* begin Raw records *
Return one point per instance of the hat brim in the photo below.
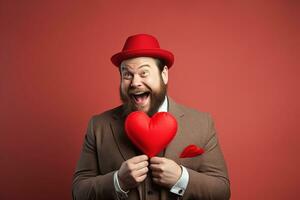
(167, 56)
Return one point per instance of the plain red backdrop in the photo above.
(238, 60)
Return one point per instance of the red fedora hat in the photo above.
(142, 45)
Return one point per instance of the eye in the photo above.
(144, 73)
(127, 75)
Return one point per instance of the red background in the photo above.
(238, 60)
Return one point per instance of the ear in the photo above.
(164, 75)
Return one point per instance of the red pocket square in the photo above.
(191, 151)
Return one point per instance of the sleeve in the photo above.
(88, 182)
(210, 181)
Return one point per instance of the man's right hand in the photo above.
(133, 171)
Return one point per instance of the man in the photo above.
(111, 167)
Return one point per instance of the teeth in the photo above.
(139, 93)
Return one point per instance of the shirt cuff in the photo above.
(181, 185)
(120, 193)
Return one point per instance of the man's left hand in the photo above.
(165, 172)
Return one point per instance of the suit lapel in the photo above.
(125, 146)
(174, 149)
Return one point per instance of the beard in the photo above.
(156, 98)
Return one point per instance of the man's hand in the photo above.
(165, 172)
(133, 171)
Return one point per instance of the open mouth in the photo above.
(140, 98)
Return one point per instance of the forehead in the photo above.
(136, 63)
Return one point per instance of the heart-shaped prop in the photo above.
(150, 135)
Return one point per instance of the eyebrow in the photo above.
(128, 66)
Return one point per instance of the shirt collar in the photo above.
(164, 106)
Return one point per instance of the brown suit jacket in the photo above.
(106, 146)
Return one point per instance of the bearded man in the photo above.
(111, 167)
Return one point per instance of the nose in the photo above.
(136, 81)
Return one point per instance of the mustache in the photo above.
(134, 91)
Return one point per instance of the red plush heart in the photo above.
(150, 135)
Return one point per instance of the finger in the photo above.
(141, 172)
(156, 180)
(156, 160)
(155, 167)
(138, 159)
(156, 174)
(141, 165)
(141, 178)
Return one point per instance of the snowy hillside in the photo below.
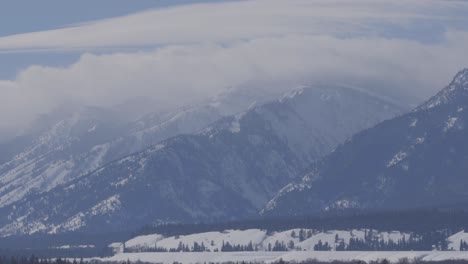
(72, 142)
(228, 170)
(295, 256)
(417, 160)
(260, 240)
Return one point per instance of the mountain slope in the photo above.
(72, 142)
(228, 170)
(416, 160)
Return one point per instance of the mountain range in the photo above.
(416, 160)
(88, 172)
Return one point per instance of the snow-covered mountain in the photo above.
(261, 240)
(228, 170)
(416, 160)
(74, 141)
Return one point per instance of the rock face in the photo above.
(416, 160)
(227, 170)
* end Raw records *
Short exercise => Convert all of the data above into a Markdown table with the columns "No." and "Line", numbering each line in order and omitting blank lines. Leave the pictures out of the answer.

Result below =>
| No. | Line |
|---|---|
| 1 | Return one point per instance of the hat brim in the photo below. |
| 2 | (167, 56) |
| 3 | Return one point per instance of the plain red backdrop in the photo above. |
| 4 | (238, 60) |
| 5 | Return one point per instance of the red fedora hat in the photo above. |
| 6 | (142, 45) |
| 7 | Return one point per instance of the eye in the photo above. |
| 8 | (144, 73) |
| 9 | (127, 75) |
| 10 | Return one point per instance of the red background in the photo above. |
| 11 | (238, 60) |
| 12 | Return one point per instance of the ear in the photo above. |
| 13 | (164, 75) |
| 14 | Return one point per instance of the red pocket square in the photo above. |
| 15 | (191, 151) |
| 16 | Return one point per instance of the sleeve in the photo above. |
| 17 | (88, 182) |
| 18 | (210, 181) |
| 19 | Return one point per instance of the man's right hand in the photo above. |
| 20 | (133, 171) |
| 21 | Return one point per instance of the man in the photo above. |
| 22 | (111, 167) |
| 23 | Return one point per instance of the teeth in the photo above. |
| 24 | (139, 93) |
| 25 | Return one point per instance of the shirt cuff in the photo above. |
| 26 | (181, 185) |
| 27 | (120, 193) |
| 28 | Return one point per instance of the man's left hand in the photo above. |
| 29 | (165, 172) |
| 30 | Return one point per instance of the suit lapel in the photo above. |
| 31 | (125, 146) |
| 32 | (174, 149) |
| 33 | Return one point per instance of the beard in the photo above. |
| 34 | (156, 98) |
| 35 | Return one point per instance of the man's hand in the photo above. |
| 36 | (165, 172) |
| 37 | (133, 171) |
| 38 | Return one point per instance of the open mouth in the photo above. |
| 39 | (140, 98) |
| 40 | Return one point per instance of the forehead in the photo above. |
| 41 | (136, 63) |
| 42 | Return one point per instance of the heart-shaped prop in the photo above. |
| 43 | (150, 135) |
| 44 | Return one point per instance of the eyebrow in the photo above. |
| 45 | (128, 66) |
| 46 | Return one point per instance of the shirt collar in the photo above. |
| 47 | (164, 106) |
| 48 | Return one point per instance of the brown suit jacket in the photo above. |
| 49 | (106, 146) |
| 50 | Return one point per instance of the bearded man in the photo above. |
| 51 | (111, 167) |
| 52 | Return one point per instance of the nose in the photo above. |
| 53 | (136, 81) |
| 54 | Return one point per instance of the mustache in the photo above. |
| 55 | (134, 91) |
| 56 | Return one point per instance of the red plush heart in the photo above. |
| 57 | (150, 135) |
| 58 | Return one point per instance of the finger in the photo above. |
| 59 | (141, 172) |
| 60 | (156, 180) |
| 61 | (156, 160) |
| 62 | (155, 167) |
| 63 | (138, 159) |
| 64 | (156, 174) |
| 65 | (141, 165) |
| 66 | (141, 178) |
| 67 | Return one point per instance of the snowy hillside in the photo below. |
| 68 | (72, 142) |
| 69 | (228, 170) |
| 70 | (295, 256) |
| 71 | (417, 160) |
| 72 | (260, 240) |
| 73 | Return one point per instance of the mountain slope in the photo above. |
| 74 | (72, 142) |
| 75 | (228, 170) |
| 76 | (416, 160) |
| 77 | Return one point per instance of the mountain range in the photo above. |
| 78 | (416, 160) |
| 79 | (88, 172) |
| 80 | Return one point per instance of the snow-covered mountain in the photo above. |
| 81 | (261, 240) |
| 82 | (228, 170) |
| 83 | (416, 160) |
| 84 | (74, 141) |
| 85 | Return one point per instance of the rock face in the photo above. |
| 86 | (416, 160) |
| 87 | (227, 170) |